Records
"""
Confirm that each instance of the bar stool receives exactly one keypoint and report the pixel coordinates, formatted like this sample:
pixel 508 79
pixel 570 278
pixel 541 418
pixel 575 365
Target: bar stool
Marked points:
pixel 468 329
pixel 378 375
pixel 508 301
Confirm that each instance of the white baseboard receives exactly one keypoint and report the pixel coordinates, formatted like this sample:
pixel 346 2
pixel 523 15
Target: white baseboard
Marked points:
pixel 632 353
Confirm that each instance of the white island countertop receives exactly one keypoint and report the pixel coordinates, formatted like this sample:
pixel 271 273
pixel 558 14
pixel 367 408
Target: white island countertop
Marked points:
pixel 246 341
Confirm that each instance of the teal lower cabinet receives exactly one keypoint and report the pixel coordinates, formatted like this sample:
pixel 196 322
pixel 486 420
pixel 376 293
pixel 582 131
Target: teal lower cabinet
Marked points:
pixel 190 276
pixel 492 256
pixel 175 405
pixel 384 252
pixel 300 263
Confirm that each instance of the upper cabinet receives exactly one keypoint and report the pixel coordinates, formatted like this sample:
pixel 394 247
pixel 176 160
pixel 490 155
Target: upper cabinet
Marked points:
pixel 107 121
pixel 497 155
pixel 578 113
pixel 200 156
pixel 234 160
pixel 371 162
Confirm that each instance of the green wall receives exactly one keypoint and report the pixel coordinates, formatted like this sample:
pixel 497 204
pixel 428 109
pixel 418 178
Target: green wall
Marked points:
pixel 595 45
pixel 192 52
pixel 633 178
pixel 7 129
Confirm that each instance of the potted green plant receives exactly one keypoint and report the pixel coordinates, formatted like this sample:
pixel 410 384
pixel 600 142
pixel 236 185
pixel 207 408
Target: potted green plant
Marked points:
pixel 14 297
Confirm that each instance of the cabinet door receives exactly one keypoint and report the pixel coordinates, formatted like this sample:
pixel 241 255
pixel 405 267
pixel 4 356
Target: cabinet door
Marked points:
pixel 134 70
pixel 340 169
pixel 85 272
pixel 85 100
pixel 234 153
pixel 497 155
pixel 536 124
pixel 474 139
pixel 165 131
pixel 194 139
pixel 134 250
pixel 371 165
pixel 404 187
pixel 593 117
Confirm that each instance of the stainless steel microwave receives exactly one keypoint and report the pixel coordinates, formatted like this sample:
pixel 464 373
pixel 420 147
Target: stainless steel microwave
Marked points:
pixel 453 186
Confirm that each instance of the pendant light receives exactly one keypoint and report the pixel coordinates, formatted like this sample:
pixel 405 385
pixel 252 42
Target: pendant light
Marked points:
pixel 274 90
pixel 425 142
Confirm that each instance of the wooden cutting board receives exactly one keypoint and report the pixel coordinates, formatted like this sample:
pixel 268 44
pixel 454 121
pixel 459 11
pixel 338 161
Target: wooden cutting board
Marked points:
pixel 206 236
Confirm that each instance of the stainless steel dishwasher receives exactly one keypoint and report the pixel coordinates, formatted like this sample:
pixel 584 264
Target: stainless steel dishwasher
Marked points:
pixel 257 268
"""
*Short problem*
Rewrite all of the records above as a numbered list, dropping any blank lines.

*Written reply*
1. Confirm that each instance of the bar stool receives exactly one keypoint and report the pixel coordinates, formatted like this sample:
2. pixel 508 79
3. pixel 570 278
4. pixel 541 418
5. pixel 575 365
6. Target: bar stool
7. Marked points:
8. pixel 468 329
9. pixel 378 375
10. pixel 508 301
11. Confirm that each instance of the white baseboard receives exactly one keypoint and report the pixel coordinates, formatted like this sample:
12. pixel 346 2
13. pixel 523 15
14. Target: white baseboard
15. Marked points:
16. pixel 632 353
17. Confirm that each instance of the white island countertop receives exactly one keypoint and report the pixel coordinates, formatted like this sample:
18. pixel 271 273
19. pixel 558 14
20. pixel 367 408
21. Target: white island countertop
22. Marked points:
23. pixel 246 341
24. Confirm that each instance of the teal lower cabinet receives exactly one keypoint and report the pixel coordinates, formatted like this sample:
25. pixel 196 322
26. pixel 486 420
27. pixel 376 293
28. pixel 582 131
29. Target: teal lower cabinet
30. Marked points:
31. pixel 190 276
32. pixel 492 256
33. pixel 175 405
34. pixel 384 252
35. pixel 300 263
36. Confirm that each instance of the upper cabinet receives exactly one keypoint and report the pixel coordinates, formatted like this sample:
37. pixel 394 247
38. pixel 176 160
39. pixel 490 155
40. Target: upper cabinet
41. Marked points:
42. pixel 107 121
43. pixel 497 155
44. pixel 578 113
45. pixel 200 156
46. pixel 234 160
47. pixel 371 162
48. Confirm that each instance of the green wall receives exactly one keypoint and report the pixel coordinates, formatted like this sample:
49. pixel 497 204
50. pixel 428 109
51. pixel 418 178
52. Target: green wall
53. Marked points:
54. pixel 595 45
55. pixel 192 52
56. pixel 633 178
57. pixel 7 129
58. Confirm that each instance of the potted green plant receives exactly one keypoint and report the pixel coordinates, formatted like this sample:
59. pixel 410 384
60. pixel 600 142
61. pixel 236 185
62. pixel 207 408
63. Target: potted green plant
64. Marked points:
65. pixel 14 297
66. Confirm that each instance of the cabinet door receives exactly one keypoint and report the pixel coordinates, formatted like this sample:
67. pixel 241 255
68. pixel 405 267
69. pixel 4 356
70. Target: cabinet door
71. Marked points:
72. pixel 134 70
73. pixel 340 169
74. pixel 85 272
75. pixel 85 100
76. pixel 234 153
77. pixel 497 155
78. pixel 536 124
79. pixel 474 139
80. pixel 165 131
81. pixel 194 139
82. pixel 134 250
83. pixel 371 165
84. pixel 404 187
85. pixel 593 117
86. Confirm that each instance of the stainless steel microwave receives exactly one keypoint and report the pixel coordinates, formatted like this sample:
87. pixel 464 373
88. pixel 420 147
89. Target: stainless steel microwave
90. Marked points:
91. pixel 453 186
92. Confirm that each instance of the pendant light receives exactly one keypoint and report the pixel coordinates, formatted like this sample:
93. pixel 405 385
94. pixel 252 42
95. Target: pendant light
96. Marked points:
97. pixel 274 90
98. pixel 425 142
99. Confirm that each instance of the wooden cutting board receives exactly one keypoint and report the pixel coordinates, formatted like this sample:
100. pixel 268 44
101. pixel 454 121
102. pixel 459 11
103. pixel 338 161
104. Target: wooden cutting board
105. Marked points:
106. pixel 206 236
107. Confirm that each instance of the stainless steel dishwasher receives exactly one keypoint and report the pixel coordinates, formatted like this sample:
108. pixel 584 264
109. Target: stainless steel dishwasher
110. Marked points:
111. pixel 257 268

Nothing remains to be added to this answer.